-- Extracted material follows --

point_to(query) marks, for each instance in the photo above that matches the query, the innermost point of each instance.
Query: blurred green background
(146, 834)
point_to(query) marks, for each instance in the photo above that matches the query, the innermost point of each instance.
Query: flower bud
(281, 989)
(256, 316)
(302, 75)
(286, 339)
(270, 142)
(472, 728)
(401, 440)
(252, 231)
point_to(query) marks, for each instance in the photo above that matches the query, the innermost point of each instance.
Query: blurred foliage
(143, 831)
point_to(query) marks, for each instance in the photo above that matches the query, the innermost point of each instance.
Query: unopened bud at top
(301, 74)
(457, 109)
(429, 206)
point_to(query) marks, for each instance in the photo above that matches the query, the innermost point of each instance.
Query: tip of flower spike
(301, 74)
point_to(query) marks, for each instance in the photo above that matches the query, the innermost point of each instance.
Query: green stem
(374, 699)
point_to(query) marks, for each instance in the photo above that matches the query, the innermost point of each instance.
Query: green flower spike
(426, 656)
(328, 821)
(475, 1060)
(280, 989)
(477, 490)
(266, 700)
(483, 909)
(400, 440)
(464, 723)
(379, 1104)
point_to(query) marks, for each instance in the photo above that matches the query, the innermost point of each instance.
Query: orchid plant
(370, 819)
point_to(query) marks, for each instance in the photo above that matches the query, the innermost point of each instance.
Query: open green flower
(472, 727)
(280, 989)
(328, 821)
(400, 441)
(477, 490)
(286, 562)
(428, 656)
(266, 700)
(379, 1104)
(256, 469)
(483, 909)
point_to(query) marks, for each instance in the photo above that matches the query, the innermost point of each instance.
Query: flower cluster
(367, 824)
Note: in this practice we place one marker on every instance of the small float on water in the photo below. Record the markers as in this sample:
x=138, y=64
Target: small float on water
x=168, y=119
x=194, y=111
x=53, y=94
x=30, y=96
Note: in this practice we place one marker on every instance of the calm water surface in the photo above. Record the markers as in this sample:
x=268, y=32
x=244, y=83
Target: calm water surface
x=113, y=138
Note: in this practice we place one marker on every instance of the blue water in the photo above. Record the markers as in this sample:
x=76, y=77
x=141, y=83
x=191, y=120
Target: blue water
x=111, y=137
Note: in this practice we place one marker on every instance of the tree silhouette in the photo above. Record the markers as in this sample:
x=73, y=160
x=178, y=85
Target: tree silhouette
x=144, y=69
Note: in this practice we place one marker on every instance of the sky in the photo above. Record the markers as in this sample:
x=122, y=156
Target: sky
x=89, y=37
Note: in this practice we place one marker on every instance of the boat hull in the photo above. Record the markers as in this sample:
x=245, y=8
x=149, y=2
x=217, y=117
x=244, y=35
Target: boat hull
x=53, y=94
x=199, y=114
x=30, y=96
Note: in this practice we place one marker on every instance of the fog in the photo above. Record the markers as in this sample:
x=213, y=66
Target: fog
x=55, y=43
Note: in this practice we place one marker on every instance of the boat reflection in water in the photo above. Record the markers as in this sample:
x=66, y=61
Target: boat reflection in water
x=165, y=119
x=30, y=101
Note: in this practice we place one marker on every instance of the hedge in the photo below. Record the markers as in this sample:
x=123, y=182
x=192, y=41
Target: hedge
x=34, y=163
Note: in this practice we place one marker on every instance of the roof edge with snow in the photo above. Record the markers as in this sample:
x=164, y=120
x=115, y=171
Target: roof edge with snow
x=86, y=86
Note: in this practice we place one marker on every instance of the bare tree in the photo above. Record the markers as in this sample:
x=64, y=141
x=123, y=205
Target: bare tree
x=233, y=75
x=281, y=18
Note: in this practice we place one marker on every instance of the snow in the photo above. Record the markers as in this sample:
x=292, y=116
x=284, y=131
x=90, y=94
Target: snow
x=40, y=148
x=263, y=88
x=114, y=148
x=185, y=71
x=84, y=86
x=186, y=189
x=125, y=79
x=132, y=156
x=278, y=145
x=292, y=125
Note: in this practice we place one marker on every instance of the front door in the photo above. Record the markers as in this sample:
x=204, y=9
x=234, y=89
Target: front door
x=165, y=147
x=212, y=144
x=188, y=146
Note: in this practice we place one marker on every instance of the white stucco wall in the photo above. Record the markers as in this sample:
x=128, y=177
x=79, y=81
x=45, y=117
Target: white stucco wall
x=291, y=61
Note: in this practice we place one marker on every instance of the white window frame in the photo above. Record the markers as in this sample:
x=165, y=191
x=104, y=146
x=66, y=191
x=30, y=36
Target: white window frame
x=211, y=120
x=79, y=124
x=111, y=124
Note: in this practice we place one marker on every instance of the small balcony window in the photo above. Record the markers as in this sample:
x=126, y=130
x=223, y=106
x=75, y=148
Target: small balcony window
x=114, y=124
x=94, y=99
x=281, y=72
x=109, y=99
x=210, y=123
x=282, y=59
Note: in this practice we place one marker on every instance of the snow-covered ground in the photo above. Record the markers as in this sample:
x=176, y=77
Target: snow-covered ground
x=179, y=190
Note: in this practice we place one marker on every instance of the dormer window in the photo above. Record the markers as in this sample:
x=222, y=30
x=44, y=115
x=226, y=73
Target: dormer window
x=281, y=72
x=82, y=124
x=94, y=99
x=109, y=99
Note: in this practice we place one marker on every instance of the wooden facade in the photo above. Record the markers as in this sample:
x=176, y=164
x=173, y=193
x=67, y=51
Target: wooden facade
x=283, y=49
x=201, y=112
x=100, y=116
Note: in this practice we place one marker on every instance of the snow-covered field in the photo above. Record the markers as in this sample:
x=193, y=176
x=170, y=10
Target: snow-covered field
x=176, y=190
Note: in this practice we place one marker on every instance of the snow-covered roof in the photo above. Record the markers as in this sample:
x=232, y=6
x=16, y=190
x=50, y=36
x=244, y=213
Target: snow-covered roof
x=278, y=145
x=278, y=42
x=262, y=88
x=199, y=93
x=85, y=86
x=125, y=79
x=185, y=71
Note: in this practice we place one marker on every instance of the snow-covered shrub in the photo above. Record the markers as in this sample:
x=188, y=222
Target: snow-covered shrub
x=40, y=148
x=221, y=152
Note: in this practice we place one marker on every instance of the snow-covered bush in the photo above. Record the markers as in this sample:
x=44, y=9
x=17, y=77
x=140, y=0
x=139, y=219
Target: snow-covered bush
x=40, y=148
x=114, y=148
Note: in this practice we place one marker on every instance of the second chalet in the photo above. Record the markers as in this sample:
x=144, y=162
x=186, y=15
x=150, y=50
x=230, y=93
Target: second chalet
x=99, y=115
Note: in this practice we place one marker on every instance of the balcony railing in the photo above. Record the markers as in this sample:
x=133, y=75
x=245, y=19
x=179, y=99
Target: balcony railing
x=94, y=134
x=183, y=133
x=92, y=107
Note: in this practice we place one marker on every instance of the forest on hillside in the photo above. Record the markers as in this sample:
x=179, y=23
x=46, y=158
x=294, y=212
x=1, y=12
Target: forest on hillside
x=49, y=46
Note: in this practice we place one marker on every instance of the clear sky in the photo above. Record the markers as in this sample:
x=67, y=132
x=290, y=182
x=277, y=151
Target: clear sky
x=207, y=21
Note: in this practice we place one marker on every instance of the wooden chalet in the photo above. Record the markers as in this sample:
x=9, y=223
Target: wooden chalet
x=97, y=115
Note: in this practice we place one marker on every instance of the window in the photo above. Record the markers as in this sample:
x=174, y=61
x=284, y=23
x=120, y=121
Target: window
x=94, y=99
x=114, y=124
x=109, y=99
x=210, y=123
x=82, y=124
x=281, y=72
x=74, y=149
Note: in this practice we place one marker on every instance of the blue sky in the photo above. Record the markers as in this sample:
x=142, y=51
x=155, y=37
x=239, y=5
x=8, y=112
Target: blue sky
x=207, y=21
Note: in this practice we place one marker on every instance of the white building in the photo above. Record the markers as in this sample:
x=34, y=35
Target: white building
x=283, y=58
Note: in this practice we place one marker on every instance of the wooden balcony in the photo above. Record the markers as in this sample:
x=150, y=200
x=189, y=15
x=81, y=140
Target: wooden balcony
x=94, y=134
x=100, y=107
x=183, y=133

-- Extracted material concluded --

Go through the records above and copy every line with the word "below".

### Written solution
Note: in this practice we place one marker on every instance of the small float on water in the photo below. Record the markers as in this sample:
Note: in this practice we place one marker on every instance of the hedge in the photo below. Record the markers as in this sample:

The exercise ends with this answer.